§ EXERCISE DETAILS: The listing is to be returned word for word, without its images.

§ GIVEN RECORDS:
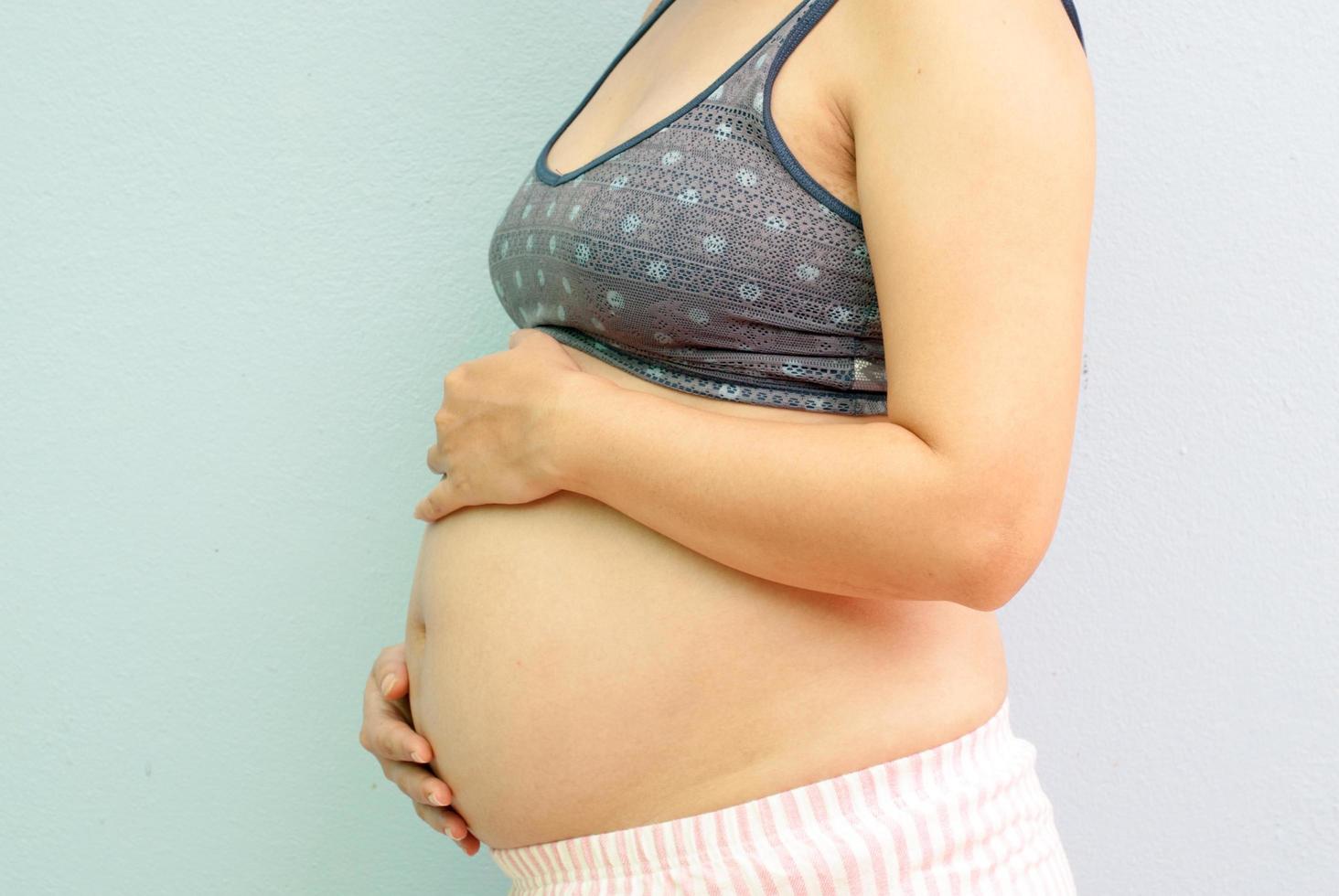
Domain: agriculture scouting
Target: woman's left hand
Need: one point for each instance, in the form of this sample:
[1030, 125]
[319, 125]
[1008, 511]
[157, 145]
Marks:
[497, 428]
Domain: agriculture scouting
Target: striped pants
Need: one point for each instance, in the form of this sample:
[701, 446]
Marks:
[963, 817]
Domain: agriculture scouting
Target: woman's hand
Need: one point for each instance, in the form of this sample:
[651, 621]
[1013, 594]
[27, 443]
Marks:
[403, 752]
[498, 425]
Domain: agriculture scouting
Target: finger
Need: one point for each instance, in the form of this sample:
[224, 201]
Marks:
[386, 734]
[391, 674]
[417, 783]
[442, 500]
[444, 820]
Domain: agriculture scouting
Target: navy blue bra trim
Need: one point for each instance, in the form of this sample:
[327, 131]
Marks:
[1074, 19]
[778, 144]
[541, 164]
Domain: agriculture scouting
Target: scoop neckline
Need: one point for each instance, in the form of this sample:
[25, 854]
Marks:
[541, 164]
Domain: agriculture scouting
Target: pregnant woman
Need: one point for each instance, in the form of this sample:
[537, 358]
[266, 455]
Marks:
[706, 598]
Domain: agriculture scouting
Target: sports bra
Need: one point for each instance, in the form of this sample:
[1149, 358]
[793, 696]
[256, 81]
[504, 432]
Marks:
[699, 253]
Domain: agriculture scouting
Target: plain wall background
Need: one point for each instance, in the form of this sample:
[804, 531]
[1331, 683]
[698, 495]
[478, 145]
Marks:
[241, 242]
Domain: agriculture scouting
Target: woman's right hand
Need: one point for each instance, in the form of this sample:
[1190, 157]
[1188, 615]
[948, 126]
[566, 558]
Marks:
[403, 752]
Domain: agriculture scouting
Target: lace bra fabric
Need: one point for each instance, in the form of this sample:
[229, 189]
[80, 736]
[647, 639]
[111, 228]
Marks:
[701, 255]
[692, 257]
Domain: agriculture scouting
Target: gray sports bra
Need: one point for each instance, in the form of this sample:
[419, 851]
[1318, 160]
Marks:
[699, 253]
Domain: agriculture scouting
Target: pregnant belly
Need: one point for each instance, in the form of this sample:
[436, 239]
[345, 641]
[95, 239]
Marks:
[579, 673]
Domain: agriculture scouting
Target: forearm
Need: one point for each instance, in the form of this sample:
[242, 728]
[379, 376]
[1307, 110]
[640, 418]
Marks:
[862, 510]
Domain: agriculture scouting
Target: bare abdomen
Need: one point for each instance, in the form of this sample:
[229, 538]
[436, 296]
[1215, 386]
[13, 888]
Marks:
[579, 673]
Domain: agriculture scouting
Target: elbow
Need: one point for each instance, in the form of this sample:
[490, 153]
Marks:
[999, 561]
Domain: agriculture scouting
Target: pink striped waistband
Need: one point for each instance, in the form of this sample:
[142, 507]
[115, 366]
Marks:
[991, 749]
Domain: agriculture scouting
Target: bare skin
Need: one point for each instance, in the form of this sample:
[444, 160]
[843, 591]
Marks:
[562, 702]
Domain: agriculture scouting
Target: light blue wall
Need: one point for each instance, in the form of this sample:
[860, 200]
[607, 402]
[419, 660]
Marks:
[241, 242]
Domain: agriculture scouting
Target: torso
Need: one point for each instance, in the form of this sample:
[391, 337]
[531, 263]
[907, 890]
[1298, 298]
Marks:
[577, 673]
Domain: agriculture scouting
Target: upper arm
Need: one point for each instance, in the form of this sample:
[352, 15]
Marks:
[974, 135]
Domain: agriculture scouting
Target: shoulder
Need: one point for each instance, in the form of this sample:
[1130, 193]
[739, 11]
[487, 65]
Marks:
[940, 60]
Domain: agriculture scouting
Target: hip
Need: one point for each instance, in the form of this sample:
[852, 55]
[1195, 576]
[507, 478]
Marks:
[967, 816]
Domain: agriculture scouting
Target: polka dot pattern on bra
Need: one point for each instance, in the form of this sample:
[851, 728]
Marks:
[695, 257]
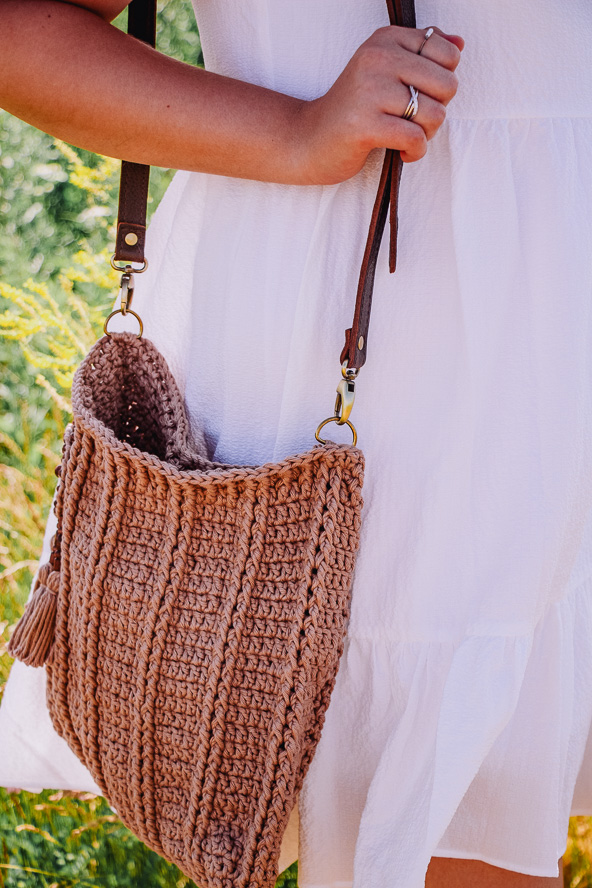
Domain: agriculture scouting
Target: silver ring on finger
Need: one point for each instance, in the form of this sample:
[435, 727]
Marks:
[413, 106]
[426, 37]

§ RESPONSE TO THIS TASK:
Domain: agriculture scouting
Target: woman's left hand
Need: one point for each instance, in the form of this sample:
[1030, 125]
[319, 125]
[1008, 511]
[157, 145]
Marks:
[497, 428]
Domain: agriculture scouting
Target: striped pants
Need: one point for each instance, in the form of this sample:
[701, 446]
Marks:
[963, 817]
Domain: agriculture scouting
Target: woman's hand
Need: one point for each instance, in the form of this sample:
[651, 621]
[1013, 594]
[27, 443]
Marks:
[403, 752]
[498, 425]
Domain: agriculture scouting
Target: finger
Need: one point for each instance, in the form of this sample:
[224, 201]
Marks:
[386, 734]
[391, 674]
[417, 783]
[442, 500]
[444, 820]
Domain: agriculture scouting
Target: navy blue bra trim
Need: one point for each instance, in the form of this sample:
[327, 131]
Marks:
[1074, 19]
[778, 144]
[541, 164]
Domain: agriculture scouting
Target: scoop neckline
Need: one point for each instance, in the form of this sample:
[25, 854]
Marks:
[541, 164]
Domain: agriculture scouting
Target: pregnant woman
Need: one point for each instance, in the form of this sample:
[537, 358]
[266, 455]
Marks:
[706, 598]
Domain: agriculture scouting
Target: sports bra
Need: one point for each instance, in the form of this sample:
[1149, 358]
[793, 696]
[256, 81]
[504, 432]
Marks:
[699, 253]
Domain: agriculture scouting
Target: plain wall background
Need: one point for each instance, in the form of this sample:
[804, 531]
[1331, 683]
[698, 495]
[478, 145]
Marks:
[241, 242]
Domain: agriculture scouting
Target: woman's right hand
Need: one point for each instance, in the form of this sample:
[1190, 157]
[1188, 615]
[948, 126]
[566, 558]
Marks:
[403, 752]
Domain: agriculture scouting
Target: lace bra fabric
Need: one point for each instance, in the form of this sample:
[229, 189]
[80, 736]
[647, 639]
[111, 228]
Marks:
[701, 255]
[692, 257]
Domain: agriculture scouting
Target: gray sports bra
Need: one point for each instance, in the form of this sample:
[419, 851]
[1318, 160]
Marks:
[699, 253]
Domain: agriculture scouting
Target: pregnant belly
Need: one point for each instance, in the form of this sample:
[436, 239]
[345, 641]
[95, 239]
Marks:
[579, 673]
Domain: agriculture scouting
Target: forearm
Need: one point for each instance, in the form of this sample:
[242, 728]
[379, 376]
[1307, 110]
[640, 418]
Marks:
[862, 510]
Domain: agriculture scouting
Target: bare abdomen
Need: one point for each instance, in the form of this sample:
[229, 538]
[436, 296]
[1215, 386]
[13, 888]
Marks:
[579, 673]
Domain: agriculture scouting
Target: elbow
Need: one point for each instance, in the form of this sample:
[490, 153]
Marks:
[999, 561]
Domain: agriculture scouting
Target: pink striped waistband
Need: one point for each instance, in the form of this sample:
[142, 507]
[115, 366]
Marks:
[991, 749]
Domain: agriculture scouting
Target: bare skin
Need: one point for each instance, in the form of this sample:
[444, 160]
[843, 591]
Marks:
[562, 702]
Domain: agriculture scouting
Target: light blue wall
Need: one point for each instance, in the form of this sample:
[860, 200]
[607, 402]
[419, 660]
Marks:
[241, 242]
Domain: agriculture scouting
Target: torso
Need: one point for each instance, in the form of this sample:
[391, 337]
[531, 263]
[907, 890]
[1298, 298]
Marks:
[577, 673]
Domain: agriculture scouting
Target: upper arm
Need: one point for each instance, in the form of this sample:
[352, 15]
Marks:
[974, 135]
Domain: agriculture scouting
Target: shoulder
Need: one point for each instance, in the form of this sample:
[1130, 193]
[739, 11]
[487, 65]
Marks:
[940, 60]
Domain: agriculture scouting
Target: hip
Need: one point for each instance, in the form of this sample:
[852, 55]
[1195, 576]
[507, 478]
Marks:
[967, 816]
Domain: agriculture scouting
Target: polka dot pattern on bra
Need: one point for each instance, in the form of this sample:
[851, 728]
Marks:
[695, 257]
Domain: agriculture scouting
Target: silver ring on finger
Need: one point for each instance, in the form of this sample:
[435, 727]
Marks:
[413, 106]
[426, 37]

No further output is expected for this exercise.